EXTRACT =

Dose for dose DMSA costs much less than DMPS. But since the DMPS is only used once per month, the total cost is actually significantly lower than DMSA which must be used 28 times per month.

Hair Analysis For Diagnosis and Treatment

First, a determination must be made if, in fact, there is a heavy metal burden and if so specifically which heavy metals are involved such as aluminum, mercury, lead or others.

This is the reason why hair analysis is a recommended initial screen. At this time we only advise two labs for this determination. Trace Elements in Austin, Texas and Analytical Research in Arizona.

Both of these labs do not wash the hair samples prior to analysis. This is a key factor to proper interpretation of the other nontoxic minerals.

Other labs would likely give proper heavy metal results, but the interpretation of the other minerals is key to an effective supplementation program. Chelation removes other minerals aside from mercury and these must be replaced properly if one wished to avoid complications.

PROBLEMS TO SOLVE =
1 - Could you quote the part of the passage on hair analysis that opens with the words containing "Dose for dose" and closes with "other nontoxic minerals."?
2 - How would you continue the passage on hair analysis from the point where it stops?

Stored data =
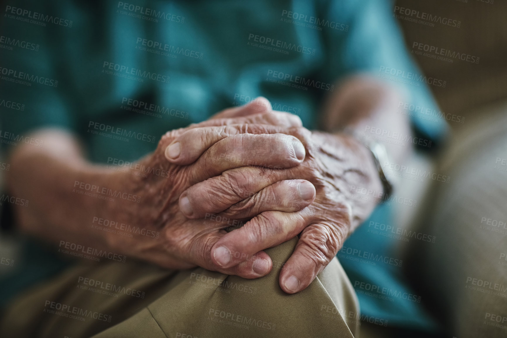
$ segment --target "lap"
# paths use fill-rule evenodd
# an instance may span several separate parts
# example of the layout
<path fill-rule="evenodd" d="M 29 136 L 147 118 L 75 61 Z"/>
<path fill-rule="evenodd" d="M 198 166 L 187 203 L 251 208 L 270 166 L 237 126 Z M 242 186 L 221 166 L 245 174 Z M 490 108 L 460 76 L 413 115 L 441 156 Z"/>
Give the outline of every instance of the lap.
<path fill-rule="evenodd" d="M 140 262 L 81 265 L 18 298 L 0 323 L 0 336 L 356 335 L 356 325 L 341 314 L 358 313 L 358 305 L 336 258 L 305 290 L 289 295 L 280 288 L 279 272 L 297 240 L 267 249 L 273 271 L 253 280 Z"/>

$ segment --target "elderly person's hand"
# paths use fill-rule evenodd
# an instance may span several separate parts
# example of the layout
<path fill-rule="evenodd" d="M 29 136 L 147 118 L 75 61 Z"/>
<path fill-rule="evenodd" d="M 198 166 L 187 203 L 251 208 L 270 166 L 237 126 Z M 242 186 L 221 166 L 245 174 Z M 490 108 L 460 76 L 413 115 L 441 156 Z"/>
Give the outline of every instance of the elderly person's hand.
<path fill-rule="evenodd" d="M 235 115 L 239 113 L 230 114 Z M 205 155 L 211 151 L 215 154 L 212 148 L 208 149 L 211 145 L 216 147 L 222 143 L 235 142 L 241 136 L 239 133 L 259 131 L 257 126 L 249 126 L 248 130 L 224 126 L 194 128 L 173 141 L 170 146 L 177 144 L 182 151 L 179 156 L 169 159 L 173 163 L 192 163 L 203 153 Z M 369 150 L 350 136 L 312 132 L 299 126 L 267 126 L 260 131 L 275 135 L 283 133 L 300 140 L 306 148 L 302 164 L 274 168 L 255 166 L 268 162 L 274 163 L 272 154 L 276 149 L 267 136 L 256 138 L 255 152 L 244 155 L 236 153 L 228 157 L 235 158 L 238 163 L 255 166 L 230 169 L 194 184 L 180 196 L 180 209 L 189 219 L 196 221 L 203 217 L 208 219 L 208 224 L 213 227 L 227 226 L 231 224 L 231 219 L 245 221 L 256 215 L 242 227 L 209 244 L 211 262 L 207 266 L 213 270 L 230 269 L 251 262 L 264 253 L 262 250 L 300 234 L 296 250 L 280 275 L 282 289 L 295 293 L 310 284 L 336 255 L 349 233 L 374 207 L 378 198 L 353 198 L 350 187 L 367 188 L 378 192 L 378 195 L 382 187 Z M 265 159 L 260 162 L 256 158 L 257 152 L 265 154 Z M 280 208 L 280 204 L 290 202 L 297 195 L 289 185 L 284 183 L 287 180 L 311 182 L 316 189 L 313 203 L 292 212 Z M 312 187 L 305 187 L 307 190 L 302 192 L 300 189 L 300 193 L 307 194 L 307 198 L 312 199 Z M 273 201 L 280 204 L 275 207 Z M 186 245 L 189 248 L 194 245 L 193 238 L 183 234 L 175 236 L 171 228 L 166 235 L 173 245 L 179 244 L 178 247 Z"/>
<path fill-rule="evenodd" d="M 260 251 L 250 255 L 250 259 L 237 264 L 227 267 L 217 265 L 210 252 L 214 243 L 226 233 L 223 227 L 210 226 L 203 220 L 189 219 L 178 207 L 183 191 L 211 178 L 228 182 L 229 186 L 242 182 L 251 174 L 252 168 L 236 172 L 231 170 L 247 165 L 245 163 L 288 168 L 302 162 L 305 153 L 301 142 L 294 136 L 276 133 L 276 129 L 272 125 L 301 126 L 301 120 L 290 114 L 271 112 L 269 107 L 264 103 L 258 101 L 226 112 L 247 113 L 245 117 L 221 119 L 219 115 L 212 120 L 167 132 L 162 137 L 155 151 L 136 163 L 136 166 L 140 168 L 155 169 L 145 170 L 147 172 L 146 175 L 113 172 L 105 176 L 103 178 L 104 185 L 107 182 L 108 188 L 139 196 L 140 202 L 117 200 L 108 202 L 101 214 L 104 218 L 152 231 L 161 232 L 163 229 L 164 234 L 157 240 L 106 233 L 108 247 L 115 252 L 169 268 L 187 268 L 198 265 L 246 278 L 268 273 L 271 262 L 269 257 Z M 219 133 L 231 136 L 218 142 L 205 135 L 196 134 L 198 138 L 203 137 L 194 141 L 205 145 L 206 151 L 201 152 L 204 153 L 198 159 L 194 159 L 197 160 L 192 164 L 181 163 L 192 155 L 192 151 L 182 148 L 180 144 L 173 141 L 187 131 L 203 129 L 214 132 L 220 129 Z M 268 152 L 265 149 L 266 144 L 270 145 Z M 175 155 L 180 163 L 169 163 L 167 159 Z M 254 170 L 258 171 L 260 167 Z M 225 174 L 222 175 L 224 172 Z M 158 173 L 166 174 L 157 175 Z M 260 178 L 251 178 L 250 182 L 253 185 L 250 189 L 255 190 L 260 183 L 266 181 Z M 315 189 L 309 182 L 301 179 L 278 181 L 280 180 L 268 181 L 270 184 L 275 183 L 270 190 L 273 198 L 244 211 L 241 217 L 251 218 L 266 211 L 299 211 L 313 201 Z M 218 205 L 228 204 L 231 198 L 228 191 L 215 191 L 213 197 L 213 202 Z M 243 198 L 248 197 L 245 195 Z M 205 205 L 202 209 L 195 204 L 193 208 L 199 214 L 204 214 L 207 210 Z"/>

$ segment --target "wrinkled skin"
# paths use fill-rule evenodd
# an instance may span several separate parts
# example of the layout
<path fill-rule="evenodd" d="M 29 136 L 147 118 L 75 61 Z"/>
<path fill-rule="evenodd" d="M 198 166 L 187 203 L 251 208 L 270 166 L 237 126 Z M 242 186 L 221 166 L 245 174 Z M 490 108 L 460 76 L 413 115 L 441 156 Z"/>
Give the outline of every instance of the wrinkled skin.
<path fill-rule="evenodd" d="M 224 171 L 243 165 L 242 161 L 263 161 L 267 165 L 272 163 L 277 167 L 288 167 L 301 162 L 305 153 L 301 142 L 294 137 L 276 133 L 274 127 L 270 124 L 301 125 L 299 118 L 282 113 L 259 113 L 255 104 L 235 110 L 245 109 L 251 110 L 252 114 L 234 119 L 221 119 L 219 115 L 212 120 L 167 133 L 162 137 L 155 151 L 138 162 L 141 167 L 154 170 L 148 170 L 146 174 L 141 171 L 140 173 L 146 177 L 118 171 L 101 173 L 97 179 L 103 182 L 102 186 L 140 196 L 140 202 L 117 198 L 114 201 L 104 204 L 99 215 L 119 223 L 151 230 L 150 236 L 138 234 L 132 238 L 105 233 L 109 248 L 115 252 L 168 268 L 182 269 L 199 265 L 247 278 L 257 278 L 269 272 L 271 262 L 264 252 L 237 266 L 227 268 L 216 266 L 210 258 L 210 252 L 213 244 L 226 233 L 222 229 L 223 227 L 210 224 L 202 219 L 189 219 L 178 206 L 181 193 L 192 185 L 210 177 L 220 177 Z M 224 133 L 237 134 L 209 144 L 209 149 L 193 164 L 180 165 L 168 161 L 165 157 L 166 148 L 175 138 L 192 129 L 208 128 L 211 127 L 210 126 L 220 126 Z M 246 130 L 258 134 L 244 133 Z M 258 145 L 264 143 L 270 145 L 273 150 L 272 156 L 266 156 L 259 147 Z M 223 153 L 234 155 L 234 160 L 224 160 L 219 155 Z M 233 179 L 232 177 L 229 178 Z M 284 191 L 291 191 L 291 194 L 274 200 L 271 205 L 266 206 L 268 209 L 252 210 L 243 216 L 252 217 L 265 210 L 292 212 L 306 207 L 313 200 L 314 192 L 307 200 L 301 199 L 298 192 L 301 183 L 311 186 L 302 180 L 284 182 L 282 185 L 286 188 Z M 227 196 L 217 198 L 225 199 Z M 159 234 L 156 236 L 157 232 Z M 259 260 L 255 262 L 257 258 Z"/>
<path fill-rule="evenodd" d="M 216 265 L 229 267 L 251 260 L 260 251 L 301 233 L 296 250 L 280 276 L 280 286 L 285 292 L 293 293 L 309 285 L 336 255 L 349 233 L 371 213 L 374 203 L 352 198 L 350 187 L 369 187 L 382 191 L 382 186 L 376 176 L 371 154 L 350 137 L 312 132 L 302 127 L 280 126 L 275 129 L 278 132 L 294 135 L 305 145 L 306 156 L 301 164 L 287 168 L 246 167 L 230 170 L 221 177 L 191 187 L 182 195 L 180 206 L 182 209 L 192 210 L 191 213 L 186 214 L 193 219 L 218 213 L 220 217 L 215 219 L 224 217 L 244 221 L 256 206 L 269 200 L 270 194 L 266 191 L 273 186 L 273 182 L 296 179 L 311 182 L 316 190 L 311 205 L 292 213 L 272 210 L 262 212 L 242 228 L 222 237 L 211 249 Z M 198 139 L 196 135 L 200 133 L 209 132 L 209 129 L 195 129 L 180 136 L 177 141 L 184 145 L 189 144 L 191 148 L 197 147 L 197 144 L 190 144 L 192 140 Z M 185 149 L 185 145 L 183 146 Z M 266 144 L 265 147 L 269 149 L 270 145 Z M 195 155 L 198 154 L 196 151 Z M 239 180 L 227 179 L 246 171 L 249 175 L 240 177 Z M 223 203 L 217 202 L 217 191 L 222 195 L 231 196 L 231 199 Z M 245 196 L 250 197 L 244 198 Z M 185 198 L 188 198 L 190 209 L 181 203 Z M 214 250 L 221 247 L 227 249 L 220 249 L 215 253 Z M 224 258 L 220 254 L 228 251 L 229 258 L 226 255 Z M 292 276 L 297 280 L 291 278 Z"/>

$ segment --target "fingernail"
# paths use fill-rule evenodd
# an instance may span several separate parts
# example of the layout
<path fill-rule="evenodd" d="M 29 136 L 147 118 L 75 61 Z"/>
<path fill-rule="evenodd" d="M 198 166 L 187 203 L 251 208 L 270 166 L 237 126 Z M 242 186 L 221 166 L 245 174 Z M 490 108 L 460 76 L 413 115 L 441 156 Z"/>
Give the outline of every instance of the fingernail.
<path fill-rule="evenodd" d="M 262 258 L 257 258 L 254 262 L 254 264 L 252 265 L 252 269 L 254 270 L 254 272 L 259 275 L 264 275 L 266 273 L 268 272 L 268 269 L 269 268 L 269 263 L 268 262 L 266 259 L 263 259 Z"/>
<path fill-rule="evenodd" d="M 298 184 L 298 191 L 299 191 L 299 197 L 305 200 L 310 200 L 315 194 L 313 185 L 309 182 L 303 182 Z"/>
<path fill-rule="evenodd" d="M 285 288 L 289 291 L 295 292 L 299 289 L 299 280 L 295 276 L 291 276 L 285 280 L 284 283 Z"/>
<path fill-rule="evenodd" d="M 305 151 L 305 147 L 303 146 L 302 143 L 299 141 L 295 140 L 292 142 L 292 148 L 294 149 L 294 153 L 296 154 L 296 157 L 298 158 L 298 159 L 300 160 L 305 159 L 306 152 Z"/>
<path fill-rule="evenodd" d="M 219 247 L 213 252 L 213 257 L 217 263 L 224 266 L 231 260 L 231 252 L 223 246 Z"/>
<path fill-rule="evenodd" d="M 190 201 L 186 196 L 182 197 L 182 199 L 179 200 L 179 210 L 187 216 L 190 216 L 194 212 L 194 210 L 192 209 L 192 206 L 190 205 Z"/>
<path fill-rule="evenodd" d="M 174 159 L 179 156 L 180 152 L 182 152 L 182 146 L 179 144 L 179 142 L 176 142 L 165 148 L 165 157 Z"/>

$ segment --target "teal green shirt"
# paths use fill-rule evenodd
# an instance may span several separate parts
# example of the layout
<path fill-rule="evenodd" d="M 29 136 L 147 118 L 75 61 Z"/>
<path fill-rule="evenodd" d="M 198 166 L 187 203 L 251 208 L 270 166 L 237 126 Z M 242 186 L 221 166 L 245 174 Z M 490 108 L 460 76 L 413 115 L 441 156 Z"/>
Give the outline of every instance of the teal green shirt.
<path fill-rule="evenodd" d="M 4 146 L 34 144 L 26 138 L 30 130 L 56 126 L 81 138 L 92 161 L 132 161 L 167 130 L 260 95 L 315 128 L 325 96 L 358 73 L 402 88 L 407 99 L 400 106 L 414 107 L 420 135 L 437 141 L 446 129 L 425 118 L 438 107 L 387 1 L 21 4 L 6 6 L 2 18 Z M 351 276 L 398 283 L 387 270 L 342 262 Z M 409 318 L 422 318 L 418 304 L 386 307 L 359 296 L 364 313 L 425 325 Z"/>

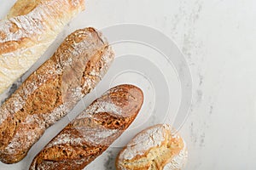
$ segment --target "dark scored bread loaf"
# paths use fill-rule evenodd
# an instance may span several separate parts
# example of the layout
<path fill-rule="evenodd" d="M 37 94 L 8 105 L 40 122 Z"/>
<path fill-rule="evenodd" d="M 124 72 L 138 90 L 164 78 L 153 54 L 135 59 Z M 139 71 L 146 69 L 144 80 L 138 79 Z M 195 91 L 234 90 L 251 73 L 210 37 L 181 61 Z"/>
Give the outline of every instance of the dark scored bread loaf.
<path fill-rule="evenodd" d="M 0 108 L 0 160 L 20 161 L 45 129 L 99 82 L 113 60 L 93 28 L 69 35 Z"/>
<path fill-rule="evenodd" d="M 111 88 L 38 153 L 30 170 L 83 169 L 129 127 L 143 102 L 143 94 L 135 86 Z"/>

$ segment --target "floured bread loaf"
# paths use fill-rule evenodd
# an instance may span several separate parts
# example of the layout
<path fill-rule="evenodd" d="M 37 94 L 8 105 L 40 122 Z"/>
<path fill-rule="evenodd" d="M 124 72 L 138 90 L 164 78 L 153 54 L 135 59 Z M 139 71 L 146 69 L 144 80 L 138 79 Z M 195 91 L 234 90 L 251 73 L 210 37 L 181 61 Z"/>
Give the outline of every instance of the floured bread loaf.
<path fill-rule="evenodd" d="M 84 0 L 18 0 L 0 21 L 0 94 L 46 51 Z"/>
<path fill-rule="evenodd" d="M 183 139 L 166 124 L 155 125 L 136 135 L 119 154 L 119 170 L 179 170 L 188 152 Z"/>
<path fill-rule="evenodd" d="M 20 161 L 47 128 L 101 81 L 113 52 L 93 28 L 69 35 L 0 107 L 0 160 Z"/>
<path fill-rule="evenodd" d="M 132 85 L 107 91 L 39 152 L 30 170 L 83 169 L 130 126 L 143 102 L 142 90 Z"/>

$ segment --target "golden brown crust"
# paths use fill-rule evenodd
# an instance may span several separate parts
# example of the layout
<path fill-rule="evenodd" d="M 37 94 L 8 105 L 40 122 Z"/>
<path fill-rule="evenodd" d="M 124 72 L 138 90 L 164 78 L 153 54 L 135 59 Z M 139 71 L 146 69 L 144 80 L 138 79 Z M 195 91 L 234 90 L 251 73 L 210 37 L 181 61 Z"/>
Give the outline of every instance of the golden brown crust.
<path fill-rule="evenodd" d="M 30 170 L 83 169 L 130 126 L 143 102 L 143 92 L 135 86 L 111 88 L 39 152 Z"/>
<path fill-rule="evenodd" d="M 18 0 L 0 21 L 0 94 L 45 52 L 84 0 Z"/>
<path fill-rule="evenodd" d="M 68 36 L 0 107 L 0 160 L 20 161 L 49 126 L 94 88 L 113 60 L 108 42 L 93 28 Z"/>
<path fill-rule="evenodd" d="M 116 158 L 118 170 L 179 170 L 187 160 L 183 139 L 169 125 L 150 127 L 137 134 Z"/>

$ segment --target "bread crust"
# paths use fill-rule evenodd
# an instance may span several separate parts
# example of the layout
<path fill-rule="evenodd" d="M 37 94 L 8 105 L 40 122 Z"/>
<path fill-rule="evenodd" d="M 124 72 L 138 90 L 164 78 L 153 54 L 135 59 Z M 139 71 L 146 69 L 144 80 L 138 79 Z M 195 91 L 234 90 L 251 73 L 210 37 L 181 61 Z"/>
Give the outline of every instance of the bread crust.
<path fill-rule="evenodd" d="M 30 170 L 83 169 L 130 126 L 143 102 L 142 90 L 132 85 L 107 91 L 38 153 Z"/>
<path fill-rule="evenodd" d="M 183 139 L 167 124 L 137 133 L 116 158 L 118 170 L 179 170 L 187 162 Z"/>
<path fill-rule="evenodd" d="M 18 0 L 0 21 L 0 94 L 46 51 L 84 9 L 84 0 Z"/>
<path fill-rule="evenodd" d="M 95 29 L 69 35 L 0 107 L 0 160 L 23 159 L 45 129 L 94 88 L 113 60 L 111 47 Z"/>

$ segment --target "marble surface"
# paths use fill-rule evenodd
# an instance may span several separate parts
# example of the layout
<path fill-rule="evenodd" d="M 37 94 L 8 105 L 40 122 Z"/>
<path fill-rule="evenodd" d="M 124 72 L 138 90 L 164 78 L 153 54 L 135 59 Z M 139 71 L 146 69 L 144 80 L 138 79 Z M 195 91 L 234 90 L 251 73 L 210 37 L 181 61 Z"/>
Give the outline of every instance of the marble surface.
<path fill-rule="evenodd" d="M 1 18 L 14 2 L 2 0 Z M 74 28 L 121 23 L 161 31 L 183 53 L 193 79 L 189 116 L 180 130 L 189 147 L 186 169 L 255 169 L 255 6 L 254 0 L 88 0 L 86 11 L 60 37 Z M 108 150 L 86 169 L 99 162 L 114 169 L 118 151 Z"/>

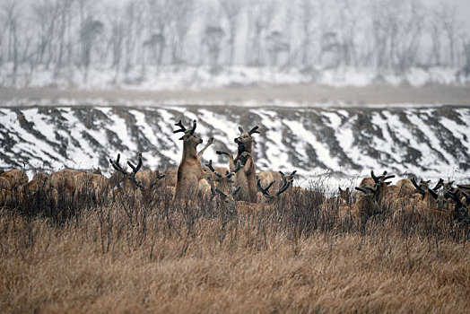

RESPONSES TO THE EXERCISE =
1 -
Dose for dose DMSA costs much less than DMPS. But since the DMPS is only used once per month, the total cost is actually significantly lower than DMSA which must be used 28 times per month.

Hair Analysis For Diagnosis and Treatment

First, a determination must be made if, in fact, there is a heavy metal burden and if so specifically which heavy metals are involved such as aluminum, mercury, lead or others.

This is the reason why hair analysis is a recommended initial screen. At this time we only advise two labs for this determination. Trace Elements in Austin, Texas and Analytical Research in Arizona.

Both of these labs do not wash the hair samples prior to analysis. This is a key factor to proper interpretation of the other nontoxic minerals.

2 -
Establishing Metabolic Stability Prior To Detoxification

One must be relatively healthy to sustain the process of detoxification. Once metabolic stability is established physicians often find that gentle biological interventions clear heavy metal burdens without the need for medication that holds the potential risk of negative side effects or merely redistribution of heavy metals.

Clearing heavy metals may be approached by first reestablishing the mineral base, supporting biliary function/ digestion, insuring the patient is properly hydrated (children with autism are frequently dehydrated), and most importantly supporting hepatic function and metabolism.

Adults with heavy metal toxicity generally have significant suppression of omega 6 arachidonic acid and a significant elevation of very long chain fatty acids (Kane) as the cellular impact of heavy metals burdens block receptor sites such as G proteins and ultimately suppress the beta oxidation of lipids and cellular respiration.

Children with autism consistently present with an elevation of very long chain fatty acids.However, red cell lipid levels of arachidonic are variable, elevated in some patients while deeply suppressed in others.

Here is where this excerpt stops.